# [QUESTIONS]
[1] In the life-expectancy article, how many more years do low-income people live in New York than in Detroit?
[2] Reproduce a passage from the life-expectancy article word for word, starting at the words "Data from the" and ending after the words "New York Times.".

# [DOCUMENT EXTRACT]
Where you live determines what age you die, US study claims

Low-income people are living shorter lives in places like Detroit Getty Images
For low-income Americans, where they live has a large bearing on the age at which they die. 
A new study has placed a strong link between the income gap between rich and poor and where that person lives in the United States.

While the richest people in the US are living around three years longer in the new millennium, the poorest people are not living any longer than before.
Data from the Journal of the American Medical Association’s Health Inequality Project shows that the average life span is also strongly dependent on local policies which aim to improve behavioural habits like exercise and smoking.
“You want to think about this problem at a more local level than you might have before,” Raj Chetty, a Stanford economist who is the study’s lead author, told The New York Times.
The report places little emphasis between a region’s spending on health care or how many people have health insurance as a measure for how long someone will live. Neither does the report claim that unemployment plays a large factor. Simply put, rich people are less likely to smoke, be obese or suffer from stress.
(The Health Inequality Project)
Looking locally, the largest differences in life span of low earners takes place in individual cities. While low-income people live six years longer in New York than in Detroit, the difference is only one year for high-earning Americans.

# [RAW DATA]

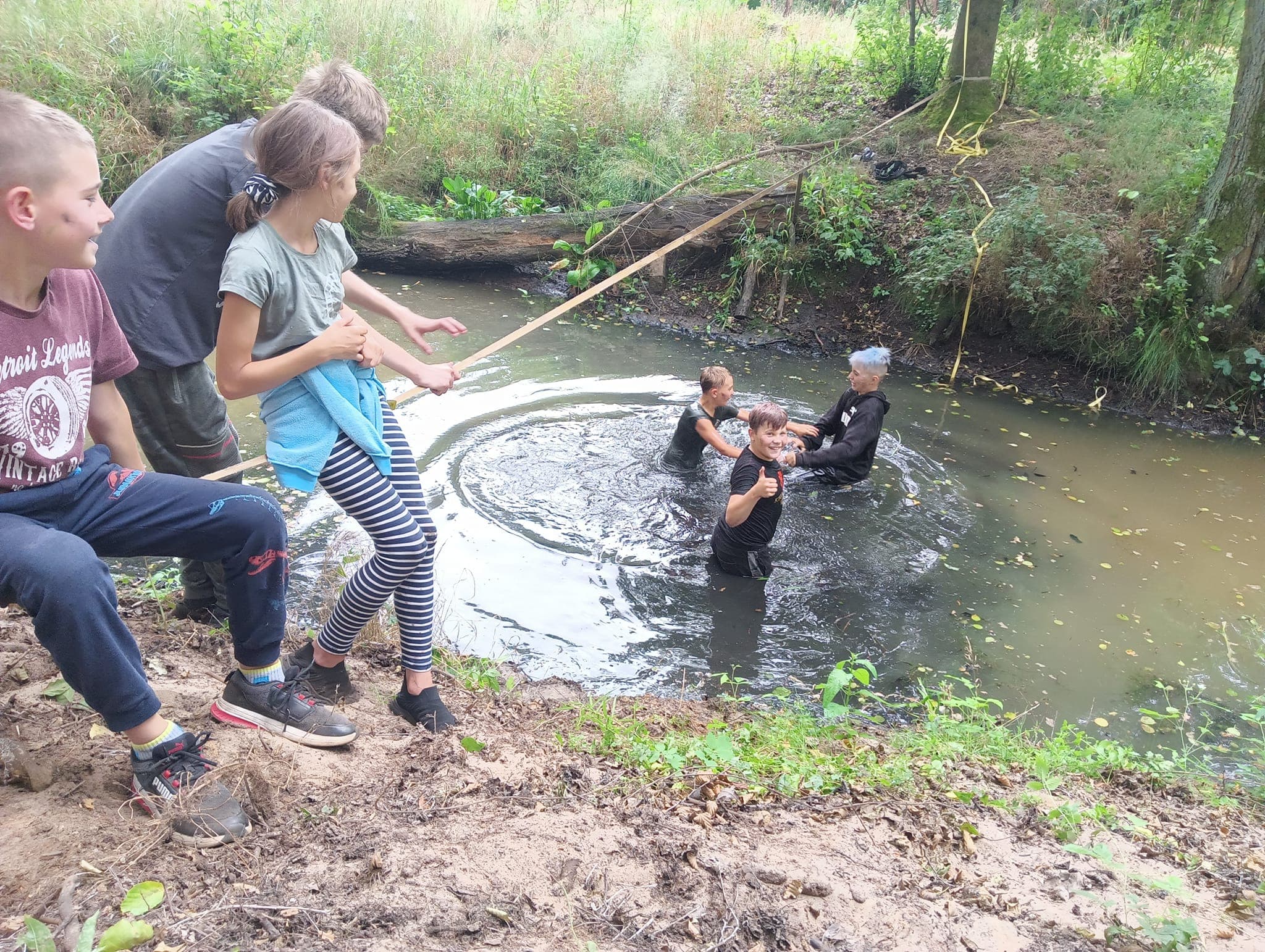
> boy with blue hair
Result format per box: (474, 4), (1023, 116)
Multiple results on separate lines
(0, 90), (357, 846)
(782, 348), (892, 485)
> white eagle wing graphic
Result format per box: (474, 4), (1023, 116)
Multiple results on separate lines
(0, 387), (30, 440)
(65, 367), (93, 430)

# [RESPONSES TO THE EXERCISE]
[1] Six years.

[2]
Data from the Journal of the American Medical Association’s Health Inequality Project shows that the average life span is also strongly dependent on local policies which aim to improve behavioural habits like exercise and smoking.
“You want to think about this problem at a more local level than you might have before,” Raj Chetty, a Stanford economist who is the study’s lead author, told The New York Times.